Pendant que Giuseppe De Vito était en cavale, son épouse Adèle Sorella sombrait dans la dépression et accumulait les tentatives de suicide. Leurs filles, Amanda, 8 ans, et Sabrina, 9 ans, s'ennuyaient de leur père. Les adultes leur disaient que leur papa était retenu au loin en raison de son travail.

C'est ce qui se dégage du témoignage que Teresa Di Cesare a livré, lundi, au procès de sa fille, Adèle, qui se tient à Laval. Adèle Sorella, 47 ans, est  accusée d'avoir tué avec préméditation ses deux filles, le 31 mars 2009. Au moment du drame, cela faisait deux ans et demi que son mari était en fuite. Mme Di Cesare s'était installée chez sa fille, vu l'absence de son gendre.

Enregistrements fournis »
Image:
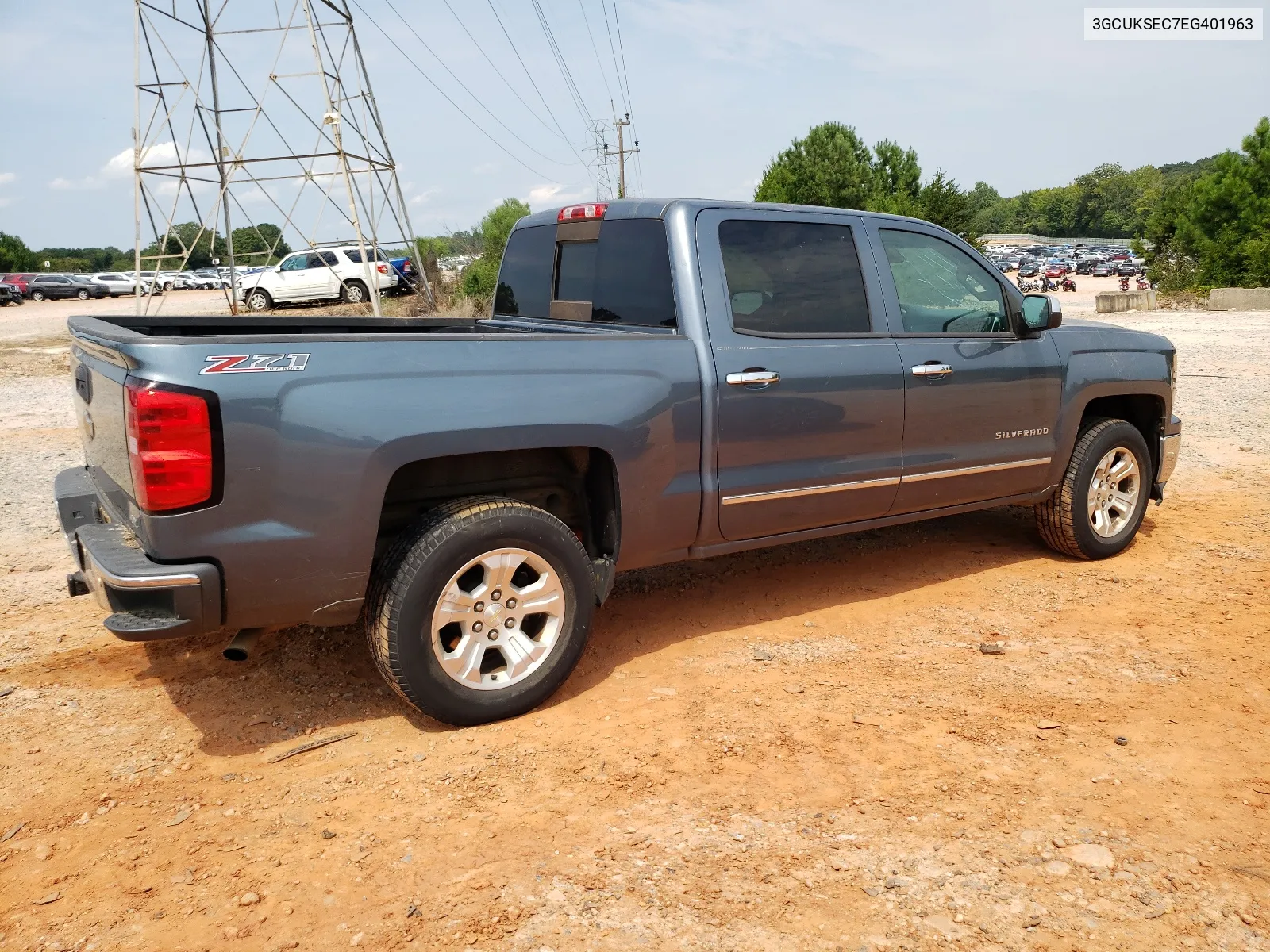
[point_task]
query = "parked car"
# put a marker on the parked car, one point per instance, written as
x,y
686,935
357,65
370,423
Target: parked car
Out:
x,y
21,281
470,486
210,279
319,274
160,281
120,283
48,286
406,270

Consignes »
1) D'après le texte fourni, depuis combien de temps le mari d'Adèle Sorella était-il en fuite au moment du drame ?
2) Veuillez recopier fidèlement le texte fourni, en commençant aux mots « Pendant que Giuseppe » et en vous arrêtant après « de son travail. ».

Réponses numérotées »
1) Depuis deux ans et demi.

2)
Pendant que Giuseppe De Vito était en cavale, son épouse Adèle Sorella sombrait dans la dépression et accumulait les tentatives de suicide. Leurs filles, Amanda, 8 ans, et Sabrina, 9 ans, s'ennuyaient de leur père. Les adultes leur disaient que leur papa était retenu au loin en raison de son travail.